> Stated exercise:
Reproduce everything from the beginning of the records down to and including the line that contains "113,331,387,515", keeping each character unchanged.

> Supplied data:

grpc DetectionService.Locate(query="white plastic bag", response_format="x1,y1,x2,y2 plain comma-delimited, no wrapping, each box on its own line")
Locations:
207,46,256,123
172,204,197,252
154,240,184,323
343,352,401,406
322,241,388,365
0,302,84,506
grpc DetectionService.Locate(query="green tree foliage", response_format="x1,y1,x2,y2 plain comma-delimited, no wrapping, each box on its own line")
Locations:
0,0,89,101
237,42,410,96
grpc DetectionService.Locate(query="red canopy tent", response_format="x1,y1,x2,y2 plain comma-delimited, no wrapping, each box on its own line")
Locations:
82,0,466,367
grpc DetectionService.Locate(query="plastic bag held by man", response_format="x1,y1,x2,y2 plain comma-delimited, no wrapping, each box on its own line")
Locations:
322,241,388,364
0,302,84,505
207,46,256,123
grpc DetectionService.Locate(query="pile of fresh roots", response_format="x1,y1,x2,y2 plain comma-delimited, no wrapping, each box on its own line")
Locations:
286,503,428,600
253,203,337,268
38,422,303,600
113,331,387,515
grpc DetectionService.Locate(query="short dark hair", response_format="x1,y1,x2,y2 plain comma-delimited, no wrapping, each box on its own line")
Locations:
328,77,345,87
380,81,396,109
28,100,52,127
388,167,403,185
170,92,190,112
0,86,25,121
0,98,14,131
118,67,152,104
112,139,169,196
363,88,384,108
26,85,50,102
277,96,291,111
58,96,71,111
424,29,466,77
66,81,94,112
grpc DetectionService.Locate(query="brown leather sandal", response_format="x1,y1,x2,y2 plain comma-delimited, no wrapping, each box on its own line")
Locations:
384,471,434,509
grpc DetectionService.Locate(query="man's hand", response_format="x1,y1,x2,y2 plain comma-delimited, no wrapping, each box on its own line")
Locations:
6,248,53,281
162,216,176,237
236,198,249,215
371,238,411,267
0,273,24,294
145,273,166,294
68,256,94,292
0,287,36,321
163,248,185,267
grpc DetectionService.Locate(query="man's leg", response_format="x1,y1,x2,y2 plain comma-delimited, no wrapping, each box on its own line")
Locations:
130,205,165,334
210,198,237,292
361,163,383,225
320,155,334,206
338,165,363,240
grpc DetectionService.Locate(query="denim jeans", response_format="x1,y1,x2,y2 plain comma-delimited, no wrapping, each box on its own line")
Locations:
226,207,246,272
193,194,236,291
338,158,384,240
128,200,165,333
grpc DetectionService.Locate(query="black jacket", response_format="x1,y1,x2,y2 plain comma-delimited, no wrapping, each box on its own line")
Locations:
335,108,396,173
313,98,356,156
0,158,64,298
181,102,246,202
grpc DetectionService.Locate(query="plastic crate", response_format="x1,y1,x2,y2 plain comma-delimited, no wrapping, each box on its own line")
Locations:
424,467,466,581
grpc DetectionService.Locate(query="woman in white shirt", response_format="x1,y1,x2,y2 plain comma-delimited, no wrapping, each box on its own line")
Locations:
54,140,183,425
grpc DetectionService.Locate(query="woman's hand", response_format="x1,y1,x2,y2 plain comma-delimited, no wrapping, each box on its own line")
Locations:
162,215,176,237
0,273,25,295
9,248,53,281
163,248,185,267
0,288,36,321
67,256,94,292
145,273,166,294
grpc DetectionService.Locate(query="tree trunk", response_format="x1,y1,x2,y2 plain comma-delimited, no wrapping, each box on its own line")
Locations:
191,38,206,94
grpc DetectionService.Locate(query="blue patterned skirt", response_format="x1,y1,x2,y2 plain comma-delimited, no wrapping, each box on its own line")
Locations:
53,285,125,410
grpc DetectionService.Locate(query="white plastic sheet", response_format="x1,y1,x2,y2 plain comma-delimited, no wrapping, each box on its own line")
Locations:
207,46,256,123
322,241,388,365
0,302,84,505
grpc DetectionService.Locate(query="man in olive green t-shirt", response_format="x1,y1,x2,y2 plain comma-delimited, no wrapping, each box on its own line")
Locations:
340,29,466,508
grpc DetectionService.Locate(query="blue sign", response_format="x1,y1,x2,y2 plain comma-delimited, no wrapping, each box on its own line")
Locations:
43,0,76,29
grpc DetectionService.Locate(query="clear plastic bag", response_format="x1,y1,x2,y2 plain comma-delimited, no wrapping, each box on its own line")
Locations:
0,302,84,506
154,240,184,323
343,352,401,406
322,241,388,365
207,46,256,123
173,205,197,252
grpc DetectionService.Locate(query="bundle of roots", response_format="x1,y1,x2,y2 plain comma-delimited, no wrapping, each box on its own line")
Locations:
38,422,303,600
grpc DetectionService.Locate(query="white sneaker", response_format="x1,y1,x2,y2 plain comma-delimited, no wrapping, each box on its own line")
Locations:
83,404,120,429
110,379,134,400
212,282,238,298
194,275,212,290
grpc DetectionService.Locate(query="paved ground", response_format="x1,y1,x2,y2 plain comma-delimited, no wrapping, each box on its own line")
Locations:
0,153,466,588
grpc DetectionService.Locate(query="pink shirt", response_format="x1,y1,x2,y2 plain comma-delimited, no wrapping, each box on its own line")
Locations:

> Solution below:
grpc DetectionService.Locate(query="white plastic bag", response_format="x1,y1,x2,y2 plain comma-delimited, no wrapping, each box on its own line")
Locations:
207,46,256,123
172,204,197,252
154,240,184,323
343,352,401,406
322,241,388,365
0,302,84,506
grpc DetectionService.Locate(query="green tree foliage", response_format="x1,y1,x2,y2 plain comma-delimited, no wrapping, each box on its own line")
Locations:
0,0,89,101
237,42,410,96
grpc DetectionService.Locate(query="red canopy tent", response_format="x1,y1,x2,y2 plain comma-delimited, no wrapping, each box on its own line")
Locations:
82,0,466,367
grpc DetectionService.Locate(query="plastic bag held by man", response_format="x1,y1,x2,y2 plain comma-delimited, no wrapping, each box on its own line")
Locations:
322,241,388,364
0,302,84,505
207,46,256,123
grpc DetectionService.Locate(query="pile of fresh roots", response_format="x1,y1,x2,y2 plain comma-delimited, no wrapping, each box on its own line")
Locations:
286,503,428,600
253,203,337,268
38,422,303,600
113,331,387,515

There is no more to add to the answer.